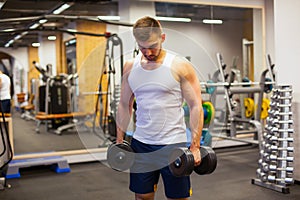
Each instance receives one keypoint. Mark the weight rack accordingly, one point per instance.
(275, 169)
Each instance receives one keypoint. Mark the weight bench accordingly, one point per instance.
(40, 117)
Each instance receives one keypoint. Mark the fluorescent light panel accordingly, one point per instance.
(212, 21)
(61, 9)
(1, 4)
(35, 44)
(51, 37)
(111, 18)
(174, 19)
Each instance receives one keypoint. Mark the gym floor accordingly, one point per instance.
(93, 180)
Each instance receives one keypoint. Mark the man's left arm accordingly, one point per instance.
(191, 91)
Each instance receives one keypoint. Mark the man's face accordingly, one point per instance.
(152, 47)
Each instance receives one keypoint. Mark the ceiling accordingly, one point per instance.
(16, 16)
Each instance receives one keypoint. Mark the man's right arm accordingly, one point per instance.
(125, 105)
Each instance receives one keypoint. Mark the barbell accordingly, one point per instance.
(211, 86)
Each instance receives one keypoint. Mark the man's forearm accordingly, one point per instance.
(196, 125)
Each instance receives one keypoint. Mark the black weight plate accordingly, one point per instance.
(208, 161)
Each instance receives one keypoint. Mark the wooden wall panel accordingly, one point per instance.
(90, 51)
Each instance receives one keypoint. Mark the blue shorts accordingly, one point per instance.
(151, 161)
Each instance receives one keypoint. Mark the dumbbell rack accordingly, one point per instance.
(276, 149)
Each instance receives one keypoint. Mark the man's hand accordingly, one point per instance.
(197, 155)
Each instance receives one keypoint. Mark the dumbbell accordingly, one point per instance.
(120, 157)
(182, 161)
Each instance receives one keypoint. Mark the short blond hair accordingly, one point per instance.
(145, 27)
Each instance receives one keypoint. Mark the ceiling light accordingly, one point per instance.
(18, 37)
(174, 19)
(34, 26)
(1, 4)
(35, 44)
(52, 37)
(212, 21)
(61, 9)
(112, 18)
(9, 43)
(42, 21)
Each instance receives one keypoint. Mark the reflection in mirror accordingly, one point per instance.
(200, 42)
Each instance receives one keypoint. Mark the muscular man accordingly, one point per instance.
(160, 81)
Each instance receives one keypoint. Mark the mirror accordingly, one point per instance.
(202, 43)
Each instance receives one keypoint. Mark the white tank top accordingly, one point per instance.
(160, 116)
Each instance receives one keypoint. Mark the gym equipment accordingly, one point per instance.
(249, 107)
(276, 151)
(182, 162)
(6, 147)
(108, 94)
(120, 157)
(58, 163)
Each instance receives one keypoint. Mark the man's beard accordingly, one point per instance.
(153, 57)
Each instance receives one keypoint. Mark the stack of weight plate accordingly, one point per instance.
(276, 154)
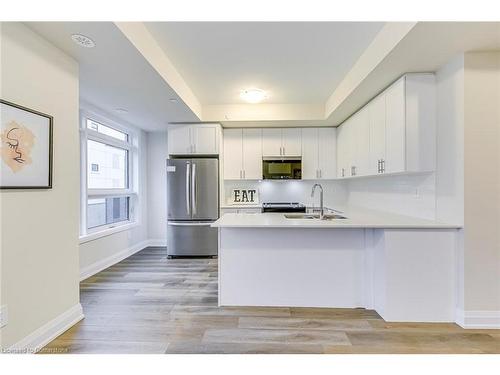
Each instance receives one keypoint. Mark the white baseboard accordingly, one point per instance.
(478, 319)
(158, 242)
(96, 267)
(48, 332)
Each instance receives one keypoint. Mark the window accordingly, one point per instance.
(108, 193)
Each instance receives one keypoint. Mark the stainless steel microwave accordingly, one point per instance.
(282, 169)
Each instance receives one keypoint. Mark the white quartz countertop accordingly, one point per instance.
(356, 218)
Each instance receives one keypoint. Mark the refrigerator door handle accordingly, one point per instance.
(193, 188)
(188, 173)
(190, 224)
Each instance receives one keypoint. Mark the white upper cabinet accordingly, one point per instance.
(376, 109)
(194, 139)
(242, 154)
(318, 153)
(233, 154)
(179, 140)
(271, 142)
(206, 139)
(252, 154)
(395, 125)
(342, 152)
(281, 142)
(310, 154)
(292, 142)
(359, 143)
(394, 133)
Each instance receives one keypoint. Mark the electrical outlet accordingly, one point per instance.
(3, 316)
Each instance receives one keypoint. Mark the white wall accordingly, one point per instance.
(39, 228)
(482, 182)
(411, 195)
(291, 191)
(157, 187)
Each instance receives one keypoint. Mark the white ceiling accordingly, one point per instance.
(137, 66)
(115, 75)
(296, 62)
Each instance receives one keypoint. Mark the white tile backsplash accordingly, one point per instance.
(410, 195)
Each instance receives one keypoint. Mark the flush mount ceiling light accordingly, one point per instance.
(83, 41)
(253, 95)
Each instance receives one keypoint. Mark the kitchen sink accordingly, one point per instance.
(314, 216)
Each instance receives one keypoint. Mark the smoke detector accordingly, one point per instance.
(83, 41)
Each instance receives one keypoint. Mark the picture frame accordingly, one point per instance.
(26, 147)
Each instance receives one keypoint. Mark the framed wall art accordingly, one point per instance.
(25, 148)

**TASK STATEMENT**
Rewrite the stretch from the line containing "Each instance receives one keypoint. Mark the framed" through the end of the entries, putting "framed painting" in place of "framed wall art" and leaving everything else as it is.

**RESULT FOR THIS EXERCISE**
Each instance receives one keypoint. Mark the framed painting accordingly, one point per instance.
(25, 148)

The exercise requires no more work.